------ TEXT SHOWN ------

IAPL Article: Russian Invasion Upends Life for Ukrainian Lawyers, a Year Later

Adam Mycyk was asleep in his home in Kyiv, Ukraine in late February 2022 when the blare of missile strikes shook him awake.

His mind raced. Where’s the nearest bomb shelter? What if the electric grid is hit?

The Dentons partner then spent the first day of Russia’s invasion scrambling to organize coverage for companies he advises.

“I was in the middle of two deals at that point—maybe three—that were mostly Ukraine-related, but cross-border in nature,” said Mycyk, 56, a mergers and acquisitions lawyer, in an interview. “These things still had to move forward.”

The Russian invasion has upended the lives of lawyers in Ukraine, forcing them to confront safety, psychological and logistical challenges as they work from a country under siege. Nearly a year after the siege began, the lawyers who fled are carrying on as refugees in foreign countries, wondering when they’ll be able to return.

------ RECORDS TO PROCESS ------

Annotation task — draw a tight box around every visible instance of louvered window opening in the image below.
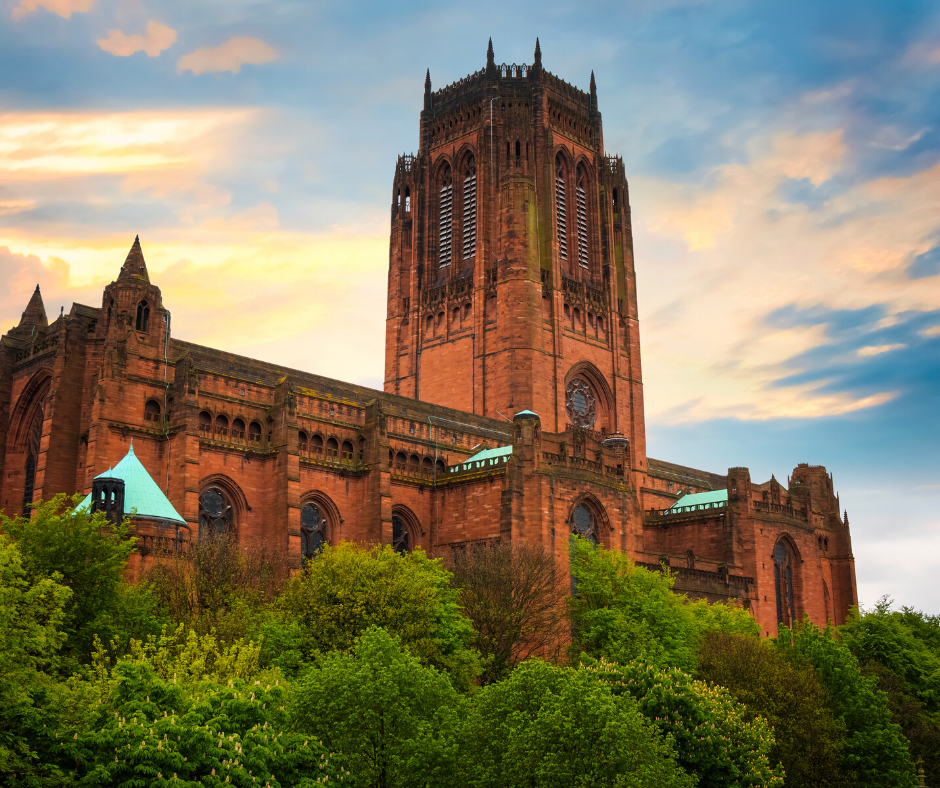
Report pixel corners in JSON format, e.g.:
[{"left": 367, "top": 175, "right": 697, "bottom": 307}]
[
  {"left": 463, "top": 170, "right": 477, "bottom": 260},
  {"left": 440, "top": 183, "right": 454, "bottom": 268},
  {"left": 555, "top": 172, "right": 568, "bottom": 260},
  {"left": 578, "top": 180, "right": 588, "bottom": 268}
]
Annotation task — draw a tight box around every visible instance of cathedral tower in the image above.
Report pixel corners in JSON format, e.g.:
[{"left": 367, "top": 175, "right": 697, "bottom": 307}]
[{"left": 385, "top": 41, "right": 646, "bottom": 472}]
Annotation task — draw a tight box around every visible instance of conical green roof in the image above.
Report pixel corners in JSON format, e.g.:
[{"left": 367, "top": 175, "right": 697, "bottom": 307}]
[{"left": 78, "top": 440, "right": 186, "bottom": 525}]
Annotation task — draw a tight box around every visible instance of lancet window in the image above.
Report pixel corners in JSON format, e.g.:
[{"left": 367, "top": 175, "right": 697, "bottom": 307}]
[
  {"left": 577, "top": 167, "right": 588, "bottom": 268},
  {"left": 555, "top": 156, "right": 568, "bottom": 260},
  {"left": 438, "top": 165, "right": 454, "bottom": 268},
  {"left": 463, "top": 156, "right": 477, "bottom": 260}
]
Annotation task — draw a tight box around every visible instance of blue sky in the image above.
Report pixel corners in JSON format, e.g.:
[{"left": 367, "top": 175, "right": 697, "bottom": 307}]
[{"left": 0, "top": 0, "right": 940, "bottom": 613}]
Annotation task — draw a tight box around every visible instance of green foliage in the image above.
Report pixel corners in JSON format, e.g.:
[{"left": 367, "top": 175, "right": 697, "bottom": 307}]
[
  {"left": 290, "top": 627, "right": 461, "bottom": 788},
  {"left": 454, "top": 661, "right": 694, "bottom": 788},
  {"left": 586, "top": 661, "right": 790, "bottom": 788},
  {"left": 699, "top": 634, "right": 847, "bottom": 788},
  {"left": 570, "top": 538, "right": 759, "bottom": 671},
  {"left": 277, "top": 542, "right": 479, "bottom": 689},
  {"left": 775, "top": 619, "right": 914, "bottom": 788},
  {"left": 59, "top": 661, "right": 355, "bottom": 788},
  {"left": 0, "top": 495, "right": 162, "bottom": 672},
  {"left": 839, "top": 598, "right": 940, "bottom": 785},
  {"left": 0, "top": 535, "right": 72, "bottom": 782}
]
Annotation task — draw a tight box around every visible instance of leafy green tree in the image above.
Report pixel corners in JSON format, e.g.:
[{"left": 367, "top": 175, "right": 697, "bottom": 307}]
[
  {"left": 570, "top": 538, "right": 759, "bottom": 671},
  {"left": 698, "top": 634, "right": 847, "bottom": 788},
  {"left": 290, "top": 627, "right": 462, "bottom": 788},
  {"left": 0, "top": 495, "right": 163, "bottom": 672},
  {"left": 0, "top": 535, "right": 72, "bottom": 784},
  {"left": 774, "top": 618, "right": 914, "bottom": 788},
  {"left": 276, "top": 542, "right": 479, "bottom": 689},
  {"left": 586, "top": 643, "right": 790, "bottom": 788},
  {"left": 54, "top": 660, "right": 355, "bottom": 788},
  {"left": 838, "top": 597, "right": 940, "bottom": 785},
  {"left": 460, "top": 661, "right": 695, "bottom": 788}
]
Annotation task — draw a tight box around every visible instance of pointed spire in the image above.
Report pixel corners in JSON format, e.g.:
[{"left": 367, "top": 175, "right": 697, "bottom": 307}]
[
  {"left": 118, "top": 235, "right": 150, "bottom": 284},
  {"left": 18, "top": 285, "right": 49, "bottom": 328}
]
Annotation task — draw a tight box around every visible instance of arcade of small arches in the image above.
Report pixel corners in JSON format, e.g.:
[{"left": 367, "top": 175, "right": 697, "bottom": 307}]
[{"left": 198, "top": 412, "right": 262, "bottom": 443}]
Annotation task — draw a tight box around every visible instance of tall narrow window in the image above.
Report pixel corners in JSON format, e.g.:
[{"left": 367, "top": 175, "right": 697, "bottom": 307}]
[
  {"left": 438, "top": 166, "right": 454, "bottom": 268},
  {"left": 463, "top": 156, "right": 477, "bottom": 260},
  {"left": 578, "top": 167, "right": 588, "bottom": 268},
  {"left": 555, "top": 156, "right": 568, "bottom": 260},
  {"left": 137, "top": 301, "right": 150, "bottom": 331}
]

------

# WORK TO COMPLETE
**a.** In the article about Ukrainian lawyers, what area of law does Adam Mycyk practice?
**b.** Show each line of the records that contains the word "green".
The text and the records have nothing to do with each other.

# EXPECTED RESPONSES
**a.** Mergers and acquisitions.

**b.**
Annotation task — draw a tight box around every visible instance of conical green roof in the image above.
Annotation task — draw a tight box around every visible instance of green foliage in the image above.
Annotation task — draw a tight box around every visible instance of leafy green tree in the image above.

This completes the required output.